* [What you should do] Find every line in the listing below that contains the word "antenna", matching case exactly, and copy each of those lines.

* [Entries]
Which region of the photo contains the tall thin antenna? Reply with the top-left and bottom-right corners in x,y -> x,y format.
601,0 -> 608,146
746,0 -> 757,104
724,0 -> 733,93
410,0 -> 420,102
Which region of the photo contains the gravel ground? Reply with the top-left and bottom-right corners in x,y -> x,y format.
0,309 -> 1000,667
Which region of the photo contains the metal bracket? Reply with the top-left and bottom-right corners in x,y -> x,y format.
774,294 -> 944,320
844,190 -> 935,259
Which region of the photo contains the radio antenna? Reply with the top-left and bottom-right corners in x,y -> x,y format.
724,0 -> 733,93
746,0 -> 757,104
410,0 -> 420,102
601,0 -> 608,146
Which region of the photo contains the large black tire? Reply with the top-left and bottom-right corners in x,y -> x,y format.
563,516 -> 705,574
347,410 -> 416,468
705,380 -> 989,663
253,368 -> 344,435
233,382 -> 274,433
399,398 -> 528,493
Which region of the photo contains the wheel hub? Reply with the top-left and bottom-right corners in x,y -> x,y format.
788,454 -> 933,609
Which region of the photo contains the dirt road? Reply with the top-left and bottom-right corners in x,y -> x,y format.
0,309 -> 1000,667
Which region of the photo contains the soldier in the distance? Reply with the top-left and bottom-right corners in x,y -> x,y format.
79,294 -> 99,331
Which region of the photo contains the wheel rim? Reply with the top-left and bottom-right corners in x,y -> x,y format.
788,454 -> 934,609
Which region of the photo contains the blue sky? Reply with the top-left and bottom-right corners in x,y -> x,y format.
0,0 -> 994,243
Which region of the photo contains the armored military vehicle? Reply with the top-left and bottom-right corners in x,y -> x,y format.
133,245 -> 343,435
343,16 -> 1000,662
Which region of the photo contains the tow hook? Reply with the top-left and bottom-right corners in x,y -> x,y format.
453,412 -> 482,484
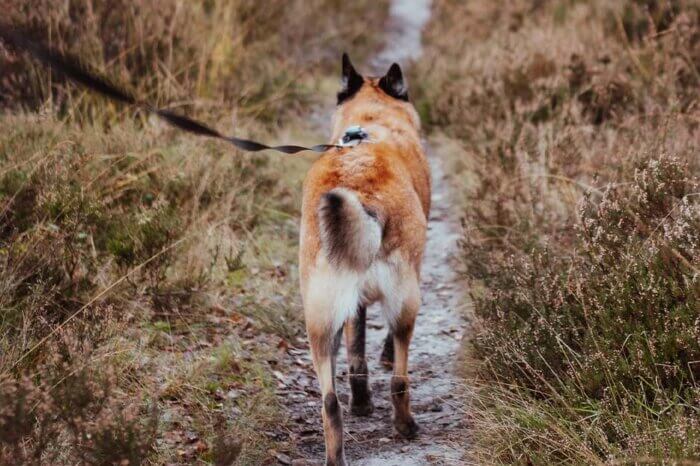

* [Answer in full]
Which region of the photo contains the tall thin antenna? Reply with the top-left and bottom-right corners in x,y -> x,y format.
Which region of the photo contains the radio antenna? Reply with the top-left and bottom-right corners in x,y -> x,y format.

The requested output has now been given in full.